BEGIN Dataset content

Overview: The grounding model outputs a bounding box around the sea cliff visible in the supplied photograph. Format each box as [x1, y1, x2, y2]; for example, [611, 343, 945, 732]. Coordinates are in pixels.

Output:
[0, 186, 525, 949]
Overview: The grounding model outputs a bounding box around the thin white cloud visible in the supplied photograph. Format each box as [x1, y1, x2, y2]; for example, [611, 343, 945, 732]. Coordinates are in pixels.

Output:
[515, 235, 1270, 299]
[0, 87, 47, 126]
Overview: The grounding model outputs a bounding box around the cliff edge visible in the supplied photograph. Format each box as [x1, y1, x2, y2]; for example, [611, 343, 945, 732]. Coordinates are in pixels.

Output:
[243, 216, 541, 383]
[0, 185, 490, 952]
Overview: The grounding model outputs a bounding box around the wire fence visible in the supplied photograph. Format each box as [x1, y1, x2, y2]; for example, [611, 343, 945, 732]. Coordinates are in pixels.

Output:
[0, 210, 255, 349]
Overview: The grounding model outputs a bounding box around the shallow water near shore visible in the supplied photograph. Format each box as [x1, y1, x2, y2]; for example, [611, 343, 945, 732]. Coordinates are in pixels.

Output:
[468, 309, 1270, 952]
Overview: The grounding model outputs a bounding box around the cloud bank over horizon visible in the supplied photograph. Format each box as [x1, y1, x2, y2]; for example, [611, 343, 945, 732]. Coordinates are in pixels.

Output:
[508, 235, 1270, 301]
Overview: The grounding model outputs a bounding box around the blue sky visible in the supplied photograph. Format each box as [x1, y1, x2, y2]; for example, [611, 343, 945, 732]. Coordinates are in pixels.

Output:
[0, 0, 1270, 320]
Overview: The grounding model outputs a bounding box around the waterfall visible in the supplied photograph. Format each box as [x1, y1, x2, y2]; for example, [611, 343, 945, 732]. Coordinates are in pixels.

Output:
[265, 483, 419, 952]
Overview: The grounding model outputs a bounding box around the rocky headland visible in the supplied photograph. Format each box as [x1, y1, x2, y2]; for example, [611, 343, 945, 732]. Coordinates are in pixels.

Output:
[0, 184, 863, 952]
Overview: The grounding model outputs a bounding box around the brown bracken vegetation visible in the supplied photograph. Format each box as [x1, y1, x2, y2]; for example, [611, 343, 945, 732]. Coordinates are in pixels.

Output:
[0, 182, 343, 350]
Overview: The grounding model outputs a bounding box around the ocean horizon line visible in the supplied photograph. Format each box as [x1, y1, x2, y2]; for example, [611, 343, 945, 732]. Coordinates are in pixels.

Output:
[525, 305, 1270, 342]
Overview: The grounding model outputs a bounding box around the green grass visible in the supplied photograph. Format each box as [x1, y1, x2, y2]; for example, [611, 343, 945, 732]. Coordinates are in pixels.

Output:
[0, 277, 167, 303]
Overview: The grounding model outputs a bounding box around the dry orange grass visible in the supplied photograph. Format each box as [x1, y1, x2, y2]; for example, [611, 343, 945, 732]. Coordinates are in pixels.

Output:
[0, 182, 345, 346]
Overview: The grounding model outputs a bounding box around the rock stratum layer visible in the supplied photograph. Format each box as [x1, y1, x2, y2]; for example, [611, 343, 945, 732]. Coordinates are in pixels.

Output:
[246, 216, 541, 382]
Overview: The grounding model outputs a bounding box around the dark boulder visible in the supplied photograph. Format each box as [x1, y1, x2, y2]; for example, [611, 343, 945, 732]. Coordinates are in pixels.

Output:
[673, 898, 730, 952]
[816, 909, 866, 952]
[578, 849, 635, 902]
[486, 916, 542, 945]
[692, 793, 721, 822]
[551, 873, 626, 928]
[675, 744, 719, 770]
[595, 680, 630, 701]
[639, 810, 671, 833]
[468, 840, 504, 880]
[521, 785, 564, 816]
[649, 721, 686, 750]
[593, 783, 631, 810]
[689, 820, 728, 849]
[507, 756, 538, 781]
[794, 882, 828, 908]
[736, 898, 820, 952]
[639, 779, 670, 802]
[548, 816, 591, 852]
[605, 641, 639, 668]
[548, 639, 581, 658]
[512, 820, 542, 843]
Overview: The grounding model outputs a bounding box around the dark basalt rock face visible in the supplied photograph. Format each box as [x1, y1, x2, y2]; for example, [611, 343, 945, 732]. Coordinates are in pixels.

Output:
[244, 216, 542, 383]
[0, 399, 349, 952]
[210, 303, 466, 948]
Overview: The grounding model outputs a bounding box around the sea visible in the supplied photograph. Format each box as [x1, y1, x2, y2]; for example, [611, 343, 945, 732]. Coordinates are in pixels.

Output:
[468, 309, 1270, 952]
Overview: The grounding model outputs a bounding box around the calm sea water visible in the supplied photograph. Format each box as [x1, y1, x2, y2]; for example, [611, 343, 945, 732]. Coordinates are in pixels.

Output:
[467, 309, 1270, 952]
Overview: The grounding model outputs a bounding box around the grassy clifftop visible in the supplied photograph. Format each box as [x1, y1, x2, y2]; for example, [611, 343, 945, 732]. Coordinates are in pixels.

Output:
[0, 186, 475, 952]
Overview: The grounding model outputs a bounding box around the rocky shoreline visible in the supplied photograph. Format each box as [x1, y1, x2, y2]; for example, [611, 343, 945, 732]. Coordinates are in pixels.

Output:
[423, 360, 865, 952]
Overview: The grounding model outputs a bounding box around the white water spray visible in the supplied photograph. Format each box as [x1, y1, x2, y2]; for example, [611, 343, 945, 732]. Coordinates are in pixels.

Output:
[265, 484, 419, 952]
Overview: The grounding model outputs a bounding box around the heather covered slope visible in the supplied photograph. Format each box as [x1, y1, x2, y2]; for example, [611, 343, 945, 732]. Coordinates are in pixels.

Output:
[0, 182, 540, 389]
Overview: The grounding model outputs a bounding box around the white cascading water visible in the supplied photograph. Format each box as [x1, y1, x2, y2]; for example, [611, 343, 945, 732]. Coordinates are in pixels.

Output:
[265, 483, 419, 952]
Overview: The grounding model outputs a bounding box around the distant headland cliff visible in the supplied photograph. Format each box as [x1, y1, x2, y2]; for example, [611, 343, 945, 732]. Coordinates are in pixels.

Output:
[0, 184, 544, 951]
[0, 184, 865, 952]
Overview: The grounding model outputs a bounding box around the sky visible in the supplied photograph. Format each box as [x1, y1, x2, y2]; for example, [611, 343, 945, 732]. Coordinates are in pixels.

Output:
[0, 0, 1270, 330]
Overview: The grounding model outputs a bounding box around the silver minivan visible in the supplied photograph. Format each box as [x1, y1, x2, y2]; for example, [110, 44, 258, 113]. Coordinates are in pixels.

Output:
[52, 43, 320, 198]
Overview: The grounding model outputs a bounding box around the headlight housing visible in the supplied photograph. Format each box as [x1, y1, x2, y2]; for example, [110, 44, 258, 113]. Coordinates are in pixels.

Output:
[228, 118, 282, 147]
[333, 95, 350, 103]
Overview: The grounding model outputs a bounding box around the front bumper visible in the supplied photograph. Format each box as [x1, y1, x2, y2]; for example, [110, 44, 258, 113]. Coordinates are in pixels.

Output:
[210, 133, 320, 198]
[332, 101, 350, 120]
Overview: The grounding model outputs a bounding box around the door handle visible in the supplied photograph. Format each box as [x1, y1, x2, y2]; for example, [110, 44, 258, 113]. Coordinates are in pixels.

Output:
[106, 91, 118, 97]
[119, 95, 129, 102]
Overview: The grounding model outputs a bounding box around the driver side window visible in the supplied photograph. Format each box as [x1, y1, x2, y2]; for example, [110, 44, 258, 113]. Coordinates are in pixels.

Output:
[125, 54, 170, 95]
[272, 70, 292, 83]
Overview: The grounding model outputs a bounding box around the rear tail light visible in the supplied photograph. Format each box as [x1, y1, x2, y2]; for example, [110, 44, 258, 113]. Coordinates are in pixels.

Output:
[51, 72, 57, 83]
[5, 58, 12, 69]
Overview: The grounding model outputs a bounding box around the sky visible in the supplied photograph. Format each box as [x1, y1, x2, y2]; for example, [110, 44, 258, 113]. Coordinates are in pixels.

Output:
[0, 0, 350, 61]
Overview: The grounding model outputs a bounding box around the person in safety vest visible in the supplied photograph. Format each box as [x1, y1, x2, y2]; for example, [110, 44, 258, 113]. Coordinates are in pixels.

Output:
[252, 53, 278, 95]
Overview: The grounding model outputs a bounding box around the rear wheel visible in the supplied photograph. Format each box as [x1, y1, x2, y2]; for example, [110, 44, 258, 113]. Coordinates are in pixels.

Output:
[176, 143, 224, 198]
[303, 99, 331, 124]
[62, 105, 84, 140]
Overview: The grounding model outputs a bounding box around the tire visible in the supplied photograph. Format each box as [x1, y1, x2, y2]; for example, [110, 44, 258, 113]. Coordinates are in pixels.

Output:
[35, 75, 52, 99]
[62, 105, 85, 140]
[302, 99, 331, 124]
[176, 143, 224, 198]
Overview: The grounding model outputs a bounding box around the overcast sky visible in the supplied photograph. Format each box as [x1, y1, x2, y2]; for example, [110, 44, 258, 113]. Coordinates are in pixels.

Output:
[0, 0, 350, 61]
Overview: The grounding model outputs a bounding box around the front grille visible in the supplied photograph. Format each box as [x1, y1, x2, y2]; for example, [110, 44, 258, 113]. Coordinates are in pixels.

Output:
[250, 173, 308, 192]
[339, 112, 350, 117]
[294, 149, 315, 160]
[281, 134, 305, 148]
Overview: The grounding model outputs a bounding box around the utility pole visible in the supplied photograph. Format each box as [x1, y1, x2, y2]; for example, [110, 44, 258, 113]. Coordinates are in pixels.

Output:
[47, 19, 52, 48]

END Dataset content

What needs to be done
Copy the items word for word, from the very first line through the line containing "[0, 210, 255, 349]", including both of those lines.

Full answer
Overview: The grounding model outputs a bounding box around the sea cliff visible in the supplied photograph. Format each box as [x1, y1, x2, y2]; for example, [611, 343, 945, 732]. Coordinates are in pixels.

Output:
[0, 186, 525, 949]
Overview: The grounding model outputs a bounding box around the thin white cloud visible in the supplied photograph. Format each box as [x1, y1, x2, y2]; for example, [611, 343, 945, 732]. Coordinates are in pixels.

Output:
[515, 235, 1270, 299]
[0, 87, 47, 126]
Overview: The grounding model outputs a bounding box around the cliff edge visible in the supplied photograph. Format each box as [x1, y1, x2, y2]; for example, [611, 343, 945, 732]. Coordinates are in pixels.

Output:
[243, 216, 541, 383]
[0, 185, 490, 952]
Overview: The grounding model outputs a bounding box around the wire fence visible in the supplied photograph. Format each box as [x1, y1, x2, y2]; for example, [611, 343, 945, 732]. Coordinates are in pixels.

Output:
[0, 210, 255, 349]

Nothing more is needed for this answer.